Please extract every line of the data below that contains the string "silhouetted", copying each such line unchanged.

··· DATA SUPPLIED ···

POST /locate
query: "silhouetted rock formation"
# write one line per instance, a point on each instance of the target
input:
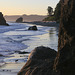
(19, 19)
(2, 20)
(65, 60)
(1, 55)
(40, 62)
(32, 28)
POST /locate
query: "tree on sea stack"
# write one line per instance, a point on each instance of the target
(65, 60)
(50, 10)
(2, 20)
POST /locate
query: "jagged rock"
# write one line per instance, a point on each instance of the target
(19, 19)
(40, 62)
(33, 28)
(65, 60)
(21, 52)
(2, 20)
(1, 55)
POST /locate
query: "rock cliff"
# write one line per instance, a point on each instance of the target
(2, 20)
(65, 60)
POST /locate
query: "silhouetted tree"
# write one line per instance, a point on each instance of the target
(50, 11)
(57, 12)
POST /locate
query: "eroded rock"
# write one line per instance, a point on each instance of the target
(2, 20)
(65, 60)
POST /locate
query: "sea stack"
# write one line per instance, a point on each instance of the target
(2, 20)
(19, 20)
(65, 60)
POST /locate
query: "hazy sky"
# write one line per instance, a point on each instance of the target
(19, 7)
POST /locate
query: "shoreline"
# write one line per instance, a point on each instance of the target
(50, 24)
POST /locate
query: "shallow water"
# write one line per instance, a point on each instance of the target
(16, 37)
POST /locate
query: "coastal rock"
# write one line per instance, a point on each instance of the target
(1, 55)
(33, 28)
(65, 60)
(2, 20)
(40, 62)
(19, 19)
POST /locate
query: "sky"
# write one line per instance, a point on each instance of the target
(20, 7)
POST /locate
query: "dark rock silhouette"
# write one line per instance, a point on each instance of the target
(19, 19)
(1, 55)
(65, 60)
(2, 20)
(40, 62)
(33, 28)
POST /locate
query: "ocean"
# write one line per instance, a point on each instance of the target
(17, 37)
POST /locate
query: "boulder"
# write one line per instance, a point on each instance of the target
(2, 20)
(40, 62)
(19, 19)
(1, 55)
(65, 60)
(33, 28)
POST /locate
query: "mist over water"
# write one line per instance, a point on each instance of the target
(17, 37)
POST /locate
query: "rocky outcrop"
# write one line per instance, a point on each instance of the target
(19, 19)
(33, 28)
(40, 62)
(65, 60)
(2, 20)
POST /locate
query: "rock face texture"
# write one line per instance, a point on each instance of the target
(33, 28)
(40, 62)
(2, 20)
(65, 60)
(19, 19)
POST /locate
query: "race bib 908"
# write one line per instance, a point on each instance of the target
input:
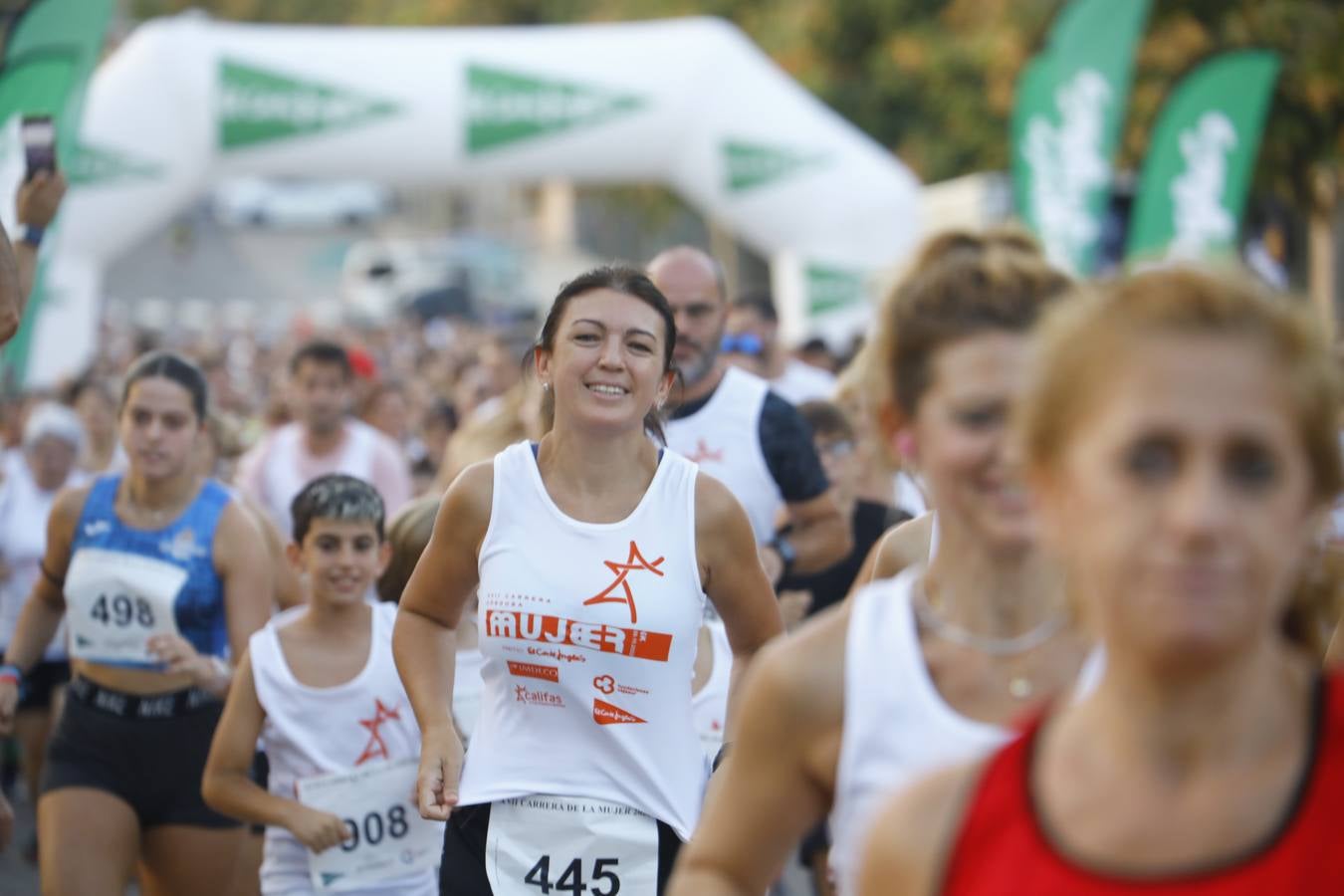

···

**ANSWER TO THE TASK**
query: "silhouetted rock formation"
query: "silhouetted tree"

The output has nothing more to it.